Your response should match the records line for line.

(Data items)
+--
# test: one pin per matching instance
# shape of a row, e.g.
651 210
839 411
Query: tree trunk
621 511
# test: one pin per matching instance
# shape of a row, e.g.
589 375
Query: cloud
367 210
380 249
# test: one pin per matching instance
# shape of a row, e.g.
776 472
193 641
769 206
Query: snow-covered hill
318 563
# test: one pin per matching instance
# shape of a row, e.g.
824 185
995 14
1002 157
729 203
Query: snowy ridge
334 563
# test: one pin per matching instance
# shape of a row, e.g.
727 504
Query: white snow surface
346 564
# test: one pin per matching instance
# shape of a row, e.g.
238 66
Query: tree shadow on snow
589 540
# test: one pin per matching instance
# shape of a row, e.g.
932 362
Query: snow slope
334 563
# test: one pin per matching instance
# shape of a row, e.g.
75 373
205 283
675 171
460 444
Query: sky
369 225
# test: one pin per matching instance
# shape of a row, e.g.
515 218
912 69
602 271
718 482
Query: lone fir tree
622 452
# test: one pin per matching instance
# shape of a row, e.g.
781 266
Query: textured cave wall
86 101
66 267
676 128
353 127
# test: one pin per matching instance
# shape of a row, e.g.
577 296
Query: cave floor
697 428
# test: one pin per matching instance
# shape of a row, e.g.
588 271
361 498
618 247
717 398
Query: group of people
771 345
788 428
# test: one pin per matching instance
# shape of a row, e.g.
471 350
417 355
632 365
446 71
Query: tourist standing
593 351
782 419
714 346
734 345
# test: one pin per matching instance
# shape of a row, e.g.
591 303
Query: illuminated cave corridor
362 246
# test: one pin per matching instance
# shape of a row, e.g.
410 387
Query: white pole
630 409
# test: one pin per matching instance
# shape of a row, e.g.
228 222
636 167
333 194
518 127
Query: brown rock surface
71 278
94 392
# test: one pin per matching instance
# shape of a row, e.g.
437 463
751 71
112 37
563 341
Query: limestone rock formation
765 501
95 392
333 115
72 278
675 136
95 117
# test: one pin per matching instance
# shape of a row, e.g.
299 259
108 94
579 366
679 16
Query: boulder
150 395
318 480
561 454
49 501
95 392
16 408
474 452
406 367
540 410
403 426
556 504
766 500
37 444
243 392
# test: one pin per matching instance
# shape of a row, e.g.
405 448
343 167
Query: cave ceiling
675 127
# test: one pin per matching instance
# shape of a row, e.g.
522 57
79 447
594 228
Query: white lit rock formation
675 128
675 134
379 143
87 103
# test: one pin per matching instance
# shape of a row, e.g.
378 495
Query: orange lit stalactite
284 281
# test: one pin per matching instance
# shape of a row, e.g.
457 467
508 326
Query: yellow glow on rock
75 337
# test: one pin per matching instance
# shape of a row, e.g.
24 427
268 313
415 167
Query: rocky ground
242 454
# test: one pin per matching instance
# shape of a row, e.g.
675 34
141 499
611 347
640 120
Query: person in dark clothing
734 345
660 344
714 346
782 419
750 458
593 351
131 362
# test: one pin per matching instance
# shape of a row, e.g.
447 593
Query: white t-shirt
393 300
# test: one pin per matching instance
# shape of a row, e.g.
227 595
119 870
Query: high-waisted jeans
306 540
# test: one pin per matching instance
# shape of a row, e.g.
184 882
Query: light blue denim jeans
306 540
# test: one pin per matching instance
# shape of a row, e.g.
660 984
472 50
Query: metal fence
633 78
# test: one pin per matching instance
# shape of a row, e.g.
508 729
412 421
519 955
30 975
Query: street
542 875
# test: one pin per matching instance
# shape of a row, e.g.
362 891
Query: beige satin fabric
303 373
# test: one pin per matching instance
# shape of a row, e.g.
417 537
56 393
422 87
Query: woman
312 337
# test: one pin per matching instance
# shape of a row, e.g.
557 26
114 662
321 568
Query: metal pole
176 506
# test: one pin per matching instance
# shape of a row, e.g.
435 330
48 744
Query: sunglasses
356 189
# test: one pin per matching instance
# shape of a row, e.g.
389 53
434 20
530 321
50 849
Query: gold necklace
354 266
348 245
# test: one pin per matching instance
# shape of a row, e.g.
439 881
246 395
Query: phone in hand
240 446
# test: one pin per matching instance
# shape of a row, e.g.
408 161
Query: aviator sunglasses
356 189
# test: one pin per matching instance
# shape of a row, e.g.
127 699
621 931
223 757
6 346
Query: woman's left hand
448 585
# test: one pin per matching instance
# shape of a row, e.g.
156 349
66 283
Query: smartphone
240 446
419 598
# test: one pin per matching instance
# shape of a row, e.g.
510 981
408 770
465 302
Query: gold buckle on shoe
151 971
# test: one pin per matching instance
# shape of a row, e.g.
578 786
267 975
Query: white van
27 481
+--
Written reply:
# test: one pin per matching instance
# shape of a row, e.g.
651 210
839 411
Query: tree trunk
621 511
# test: one pin per matching instance
# shape of a row, e.g.
589 375
Query: cloud
367 210
380 249
# test: one pin per matching instance
# shape of a row, e.g.
776 472
193 641
769 206
Query: snow-covered hill
318 563
# test: one pin per matching instance
# shape of a row, e.g.
824 185
995 14
1002 157
729 203
Query: snowy ridge
334 563
# test: one pin per matching instance
# shape of a row, e.g.
727 504
Query: white snow surface
346 564
# test: one pin per matching instance
# shape of a row, e.g.
238 66
Query: tree shadow on snow
589 540
# test: one pin per matching instance
# shape of a row, e.g.
932 362
Query: snow slope
334 563
# test: one pin per matching instance
# shape of a row, e.g.
75 373
205 283
675 171
460 444
Query: sky
369 225
# test: one pin per matching instance
# shape of a row, e.g.
515 218
912 69
602 271
718 482
Query: lone fir tree
622 452
# test: one pin per matching instance
# shape of a row, e.g.
781 266
Query: textured cave wall
86 101
66 267
676 128
353 127
# test: one pin per matching instance
# shape of a row, e.g.
577 296
Query: cave floor
697 428
# test: one pin per matching instance
# shape of a row, e.g.
588 271
361 498
618 247
717 398
Query: group of people
771 345
788 428
# test: one pin per matching instance
# shape of a row, e.g.
471 350
417 355
632 365
446 71
Query: tourist standing
593 351
782 419
714 346
734 345
# test: one pin per matching instance
# shape of a row, e.g.
591 303
Query: illuminated cave corridor
362 246
# test: one pin per matching instance
# shape of a row, e.g.
410 387
Query: white pole
630 409
# test: one pin per matching instance
# shape of a row, e.g.
228 222
636 167
333 194
518 127
Query: brown rock surface
71 278
94 392
# test: one pin per matching instance
# shape of a row, e.g.
437 463
751 71
112 37
563 341
Query: limestone rock formation
765 501
95 392
333 115
72 278
675 136
95 117
# test: one pin per matching instance
# shape of a row, e.g.
299 259
108 94
579 366
679 16
Query: boulder
150 395
318 480
561 454
49 501
95 392
16 408
474 452
406 367
540 410
403 426
556 504
766 500
37 444
243 392
# test: one pin per matching instance
# shape of a row, e.g.
405 448
343 167
Query: cave ceiling
675 127
# test: one pin per matching instance
# shape of a row, e.g.
522 57
79 447
594 228
Query: white lit rock formation
675 128
675 134
379 143
87 103
# test: one pin per matching instance
# shape of a row, e.g.
378 495
Query: orange lit stalactite
284 281
# test: one pin per matching instance
# shape of a row, e.g.
457 467
508 326
Query: yellow glow on rock
75 337
# test: one pin per matching instance
# shape of a row, e.g.
24 427
268 313
415 167
Query: rocky ground
242 454
# test: one pin per matching instance
# shape of a row, e.g.
675 34
141 499
611 347
640 120
Query: person in dark clothing
734 345
660 344
714 346
782 419
750 458
593 351
131 362
# test: one pin per matching instance
# shape of a row, e.g.
447 593
Query: white t-shirt
393 300
# test: one pin per matching instance
# shape of a row, e.g.
227 595
119 870
Query: high-waisted jeans
306 540
# test: one pin per matching instance
# shape of a row, e.g.
184 882
Query: light blue denim jeans
306 540
# test: one pin per matching instance
# shape of a row, e.g.
660 984
472 50
Query: metal fence
633 78
# test: one pin per matching instance
# shape of a row, e.g.
508 729
412 421
519 955
30 975
Query: street
542 875
# test: one pin per matching instance
# shape of a row, e.g.
362 891
Query: beige satin fabric
303 373
# test: one pin per matching instance
# shape of a row, e.g.
417 537
56 393
422 87
Query: woman
312 337
# test: one pin per matching instance
# shape of a row, e.g.
557 26
114 662
321 568
Query: metal pole
176 506
# test: one pin per matching instance
# shape of a row, e.g.
435 330
48 744
Query: sunglasses
356 189
# test: one pin per matching instance
# shape of a row, e.g.
389 53
434 20
530 321
50 849
Query: gold necklace
354 266
348 245
# test: one pin per matching instance
# shape of a row, e.g.
439 881
246 395
Query: phone in hand
240 446
# test: one pin per matching instance
# shape of a row, e.g.
408 161
Query: aviator sunglasses
356 189
# test: one pin per matching instance
# shape of a row, e.g.
127 699
621 931
223 757
6 346
Query: woman's left hand
448 585
# test: one pin per matching instance
# shape of a row, e.g.
156 349
66 283
Query: smartphone
240 446
419 598
# test: one pin per matching instance
# shape of a row, e.g.
510 981
408 770
465 302
Query: gold buckle on shoe
151 971
# test: one pin per matching instance
# shape of a row, e.g.
578 786
267 975
Query: white van
27 481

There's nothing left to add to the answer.